### Task description
Only the lines from the one containing "Please place a point on the green field" through the last line below should be written out, exactly and with both ends kept.

### Data to process
******
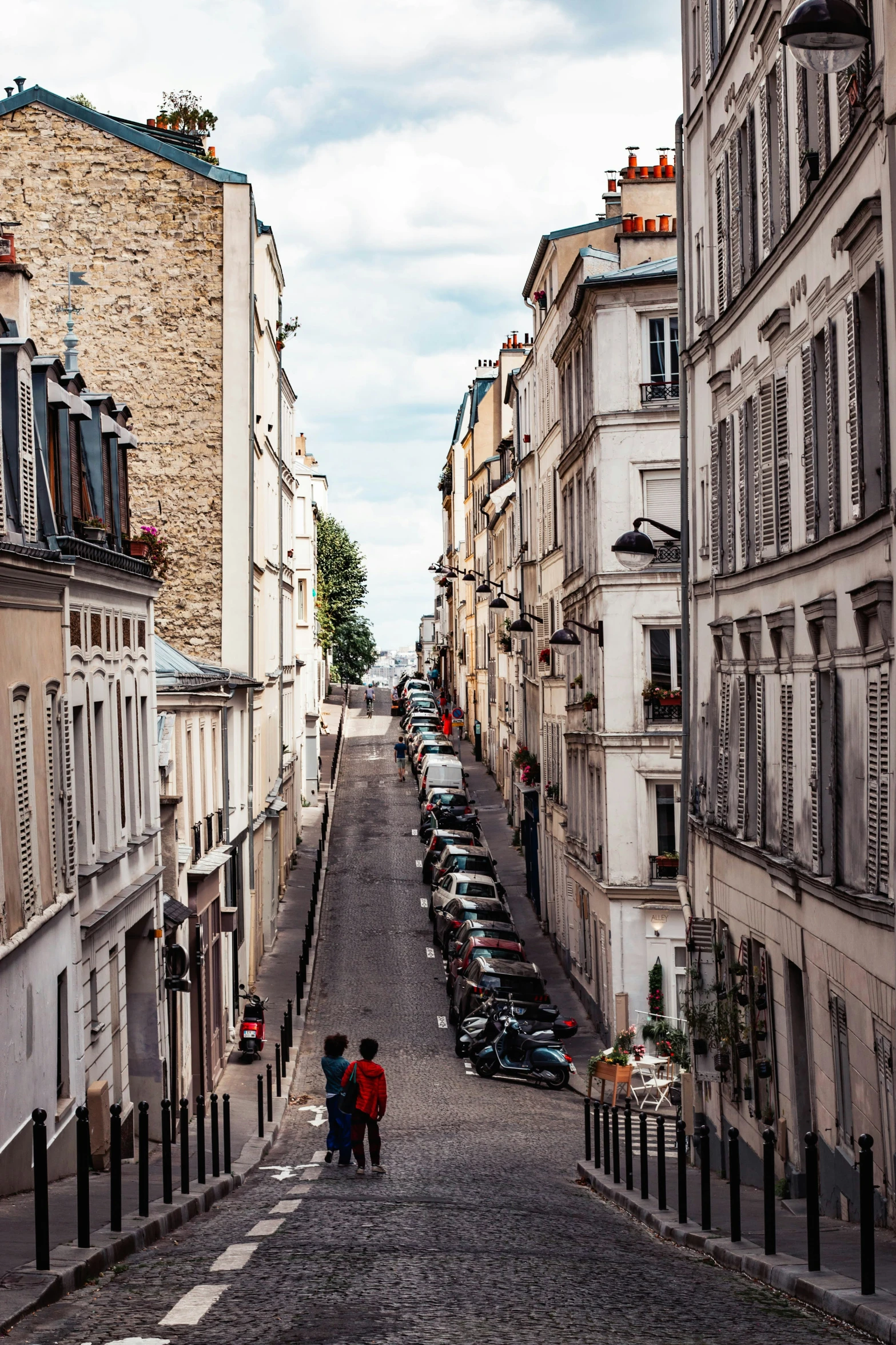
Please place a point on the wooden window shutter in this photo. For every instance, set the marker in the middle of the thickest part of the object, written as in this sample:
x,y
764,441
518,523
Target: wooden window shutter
x,y
722,271
766,457
67,794
743,486
724,751
53,790
783,144
810,446
883,401
760,761
25,809
786,768
855,409
833,424
782,459
742,755
735,216
814,783
764,185
715,539
27,466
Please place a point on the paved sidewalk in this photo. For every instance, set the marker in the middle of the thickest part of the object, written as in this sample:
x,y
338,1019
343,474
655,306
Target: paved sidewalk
x,y
277,982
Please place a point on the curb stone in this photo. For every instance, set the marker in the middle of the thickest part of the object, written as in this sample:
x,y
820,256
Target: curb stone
x,y
837,1296
27,1289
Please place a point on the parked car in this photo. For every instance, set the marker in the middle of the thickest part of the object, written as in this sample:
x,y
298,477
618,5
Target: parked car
x,y
480,946
520,981
441,838
449,916
464,886
467,859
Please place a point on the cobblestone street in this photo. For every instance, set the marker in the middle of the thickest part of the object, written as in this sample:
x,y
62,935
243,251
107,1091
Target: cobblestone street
x,y
479,1229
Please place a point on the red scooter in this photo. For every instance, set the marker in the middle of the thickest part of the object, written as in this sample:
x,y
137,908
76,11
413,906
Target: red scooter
x,y
252,1029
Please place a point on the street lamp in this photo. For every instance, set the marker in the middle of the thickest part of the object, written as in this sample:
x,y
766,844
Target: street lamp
x,y
827,35
636,550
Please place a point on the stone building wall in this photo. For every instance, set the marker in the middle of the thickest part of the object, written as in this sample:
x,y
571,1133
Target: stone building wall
x,y
149,235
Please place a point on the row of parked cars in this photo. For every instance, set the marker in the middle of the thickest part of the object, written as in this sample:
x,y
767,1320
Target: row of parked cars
x,y
485,957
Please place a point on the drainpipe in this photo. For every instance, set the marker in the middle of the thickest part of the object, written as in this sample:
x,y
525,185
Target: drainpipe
x,y
686,541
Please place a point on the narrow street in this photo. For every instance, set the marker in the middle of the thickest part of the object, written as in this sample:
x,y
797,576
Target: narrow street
x,y
479,1229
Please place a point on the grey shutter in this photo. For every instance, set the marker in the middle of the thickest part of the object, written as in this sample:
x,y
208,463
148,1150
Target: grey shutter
x,y
783,146
810,447
782,459
743,486
760,760
766,169
67,795
715,545
766,473
786,768
833,424
855,409
724,751
814,784
742,755
722,271
735,220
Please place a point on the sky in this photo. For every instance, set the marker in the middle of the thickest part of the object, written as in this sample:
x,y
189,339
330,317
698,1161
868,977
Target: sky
x,y
409,155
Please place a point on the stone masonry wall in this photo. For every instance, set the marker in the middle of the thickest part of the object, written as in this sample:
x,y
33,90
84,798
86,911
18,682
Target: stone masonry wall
x,y
149,236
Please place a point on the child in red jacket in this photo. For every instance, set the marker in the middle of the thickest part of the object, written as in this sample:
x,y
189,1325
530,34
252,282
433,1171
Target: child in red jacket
x,y
370,1108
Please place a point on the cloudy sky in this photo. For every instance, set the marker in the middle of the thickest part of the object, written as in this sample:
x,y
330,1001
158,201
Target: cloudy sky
x,y
409,155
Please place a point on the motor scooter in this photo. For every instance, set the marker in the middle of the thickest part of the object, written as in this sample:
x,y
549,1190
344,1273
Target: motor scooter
x,y
252,1029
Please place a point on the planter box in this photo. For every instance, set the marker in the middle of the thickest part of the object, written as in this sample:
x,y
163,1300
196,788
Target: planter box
x,y
614,1075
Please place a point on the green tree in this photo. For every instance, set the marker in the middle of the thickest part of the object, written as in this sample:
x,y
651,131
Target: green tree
x,y
341,579
354,649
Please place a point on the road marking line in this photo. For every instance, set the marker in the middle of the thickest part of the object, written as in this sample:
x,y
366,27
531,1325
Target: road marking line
x,y
194,1305
265,1227
234,1257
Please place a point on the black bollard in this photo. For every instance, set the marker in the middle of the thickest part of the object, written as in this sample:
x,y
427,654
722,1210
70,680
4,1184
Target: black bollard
x,y
166,1152
606,1138
867,1212
228,1133
82,1154
813,1227
616,1144
143,1158
662,1163
185,1146
734,1183
216,1145
41,1195
114,1167
768,1187
682,1145
201,1141
706,1189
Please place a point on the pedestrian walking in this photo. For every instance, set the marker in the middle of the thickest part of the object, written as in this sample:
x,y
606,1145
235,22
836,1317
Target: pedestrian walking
x,y
335,1064
401,755
364,1086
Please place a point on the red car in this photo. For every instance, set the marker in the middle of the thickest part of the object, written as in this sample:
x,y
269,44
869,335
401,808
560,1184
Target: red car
x,y
509,950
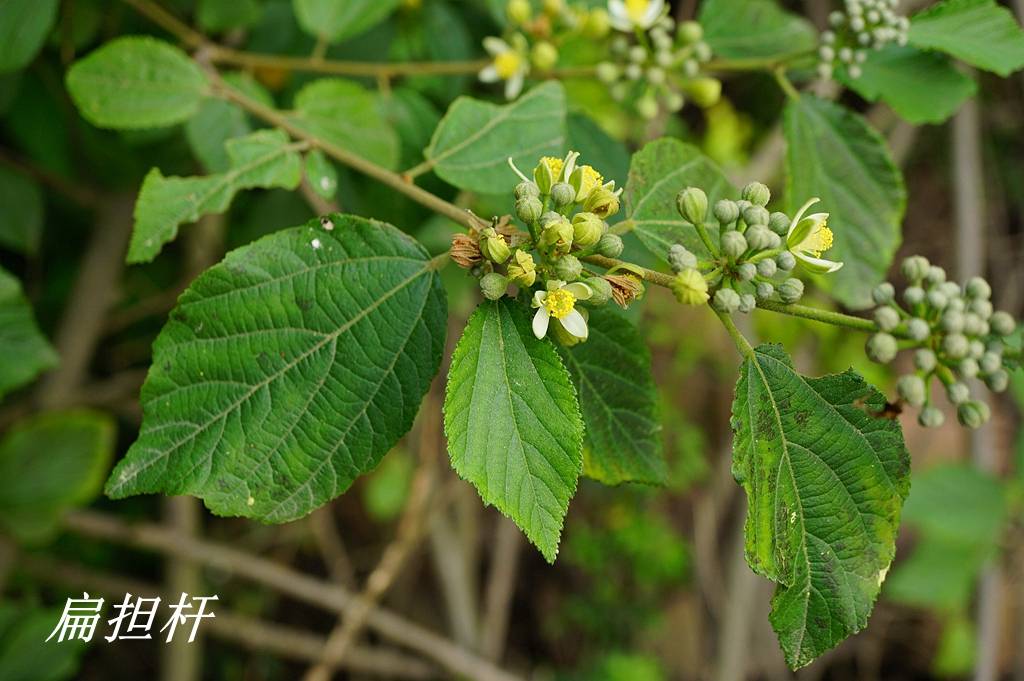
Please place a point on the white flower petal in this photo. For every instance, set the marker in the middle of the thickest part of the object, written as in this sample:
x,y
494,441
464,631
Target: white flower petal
x,y
541,321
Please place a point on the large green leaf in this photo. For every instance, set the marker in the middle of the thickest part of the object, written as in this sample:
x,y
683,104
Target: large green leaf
x,y
825,476
922,87
24,26
471,146
50,463
749,29
336,19
834,154
136,83
657,173
264,159
289,370
611,374
347,115
513,423
979,32
26,351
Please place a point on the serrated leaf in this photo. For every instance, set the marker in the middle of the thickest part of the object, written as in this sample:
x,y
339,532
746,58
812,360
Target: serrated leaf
x,y
289,370
337,19
749,29
264,159
136,82
513,423
20,212
347,115
834,154
979,32
825,476
657,173
471,145
48,464
24,27
27,352
922,87
611,375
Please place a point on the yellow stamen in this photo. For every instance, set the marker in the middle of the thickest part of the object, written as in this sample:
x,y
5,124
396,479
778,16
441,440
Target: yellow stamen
x,y
559,303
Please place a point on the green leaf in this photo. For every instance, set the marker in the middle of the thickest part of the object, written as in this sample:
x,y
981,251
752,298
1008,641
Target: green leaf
x,y
513,423
657,173
979,32
346,114
20,212
48,464
754,29
136,83
24,27
922,87
336,19
834,154
289,370
611,374
26,350
471,146
825,476
264,159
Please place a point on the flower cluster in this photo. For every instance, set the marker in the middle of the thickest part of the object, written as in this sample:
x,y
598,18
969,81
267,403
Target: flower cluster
x,y
563,206
756,253
532,41
864,24
654,68
955,335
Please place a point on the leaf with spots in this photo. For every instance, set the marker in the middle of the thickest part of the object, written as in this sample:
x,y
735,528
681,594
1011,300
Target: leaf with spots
x,y
289,370
513,423
825,478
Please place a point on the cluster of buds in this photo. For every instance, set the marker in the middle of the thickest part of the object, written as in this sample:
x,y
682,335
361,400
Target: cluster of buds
x,y
955,336
660,69
865,24
756,254
532,39
564,207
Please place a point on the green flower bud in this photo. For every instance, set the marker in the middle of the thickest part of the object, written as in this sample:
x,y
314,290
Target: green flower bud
x,y
887,317
931,417
726,300
680,258
884,293
610,246
733,244
587,229
494,286
692,205
528,209
791,291
911,389
757,194
689,287
881,348
726,211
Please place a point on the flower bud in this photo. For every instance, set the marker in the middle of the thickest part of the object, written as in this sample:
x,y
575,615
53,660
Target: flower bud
x,y
757,194
689,287
692,205
610,246
791,291
726,300
733,244
680,258
881,348
911,389
587,229
494,286
726,211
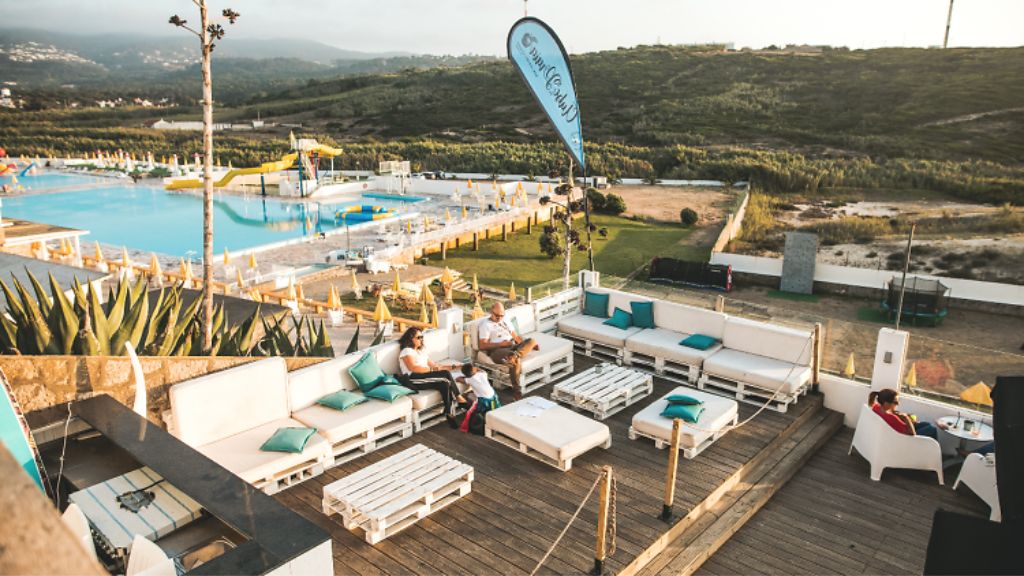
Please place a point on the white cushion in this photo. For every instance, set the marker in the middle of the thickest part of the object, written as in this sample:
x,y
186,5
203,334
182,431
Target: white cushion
x,y
688,320
337,425
768,340
665,343
719,412
210,408
757,370
558,434
242,456
592,328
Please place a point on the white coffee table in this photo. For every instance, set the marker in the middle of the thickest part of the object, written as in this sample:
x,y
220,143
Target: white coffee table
x,y
393,494
603,389
554,435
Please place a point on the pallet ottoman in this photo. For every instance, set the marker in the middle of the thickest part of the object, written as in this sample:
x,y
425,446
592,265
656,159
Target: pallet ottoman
x,y
555,437
719,412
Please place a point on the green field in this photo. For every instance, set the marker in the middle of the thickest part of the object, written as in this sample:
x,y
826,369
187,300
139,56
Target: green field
x,y
628,246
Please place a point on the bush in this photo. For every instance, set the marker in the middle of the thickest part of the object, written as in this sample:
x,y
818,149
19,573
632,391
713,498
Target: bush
x,y
597,200
613,204
688,216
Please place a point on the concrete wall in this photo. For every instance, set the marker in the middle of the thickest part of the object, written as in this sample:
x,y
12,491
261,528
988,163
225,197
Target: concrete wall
x,y
43,381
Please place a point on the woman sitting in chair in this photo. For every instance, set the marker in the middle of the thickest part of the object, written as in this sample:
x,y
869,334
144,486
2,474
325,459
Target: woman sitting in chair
******
### Full solution
Please place a point on the green field in this photo. For every instance, set the marker in the middle of the thickest part of the object, written as in this sample:
x,y
826,369
187,300
139,56
Target: green field
x,y
628,246
Please place a point on the bush in this photo. For every instance, set the marker in the middle of the thickest part of the object, written as in this sample:
x,y
818,149
19,573
632,391
713,498
Target: bush
x,y
597,200
613,204
688,216
Please place a point on the concrete wall in this photo. For every instance, set the marker in the middle of the thickest part of the object, written as in this sample:
x,y
12,491
261,528
988,163
225,197
Target: concrete wall
x,y
43,381
Please place a point on the woman sitting in chair in this photo. For every instance, set the marker in the middle of the thickest part of the object, written as in this sample:
x,y
869,334
144,486
2,474
325,459
Target: woman sitting in chair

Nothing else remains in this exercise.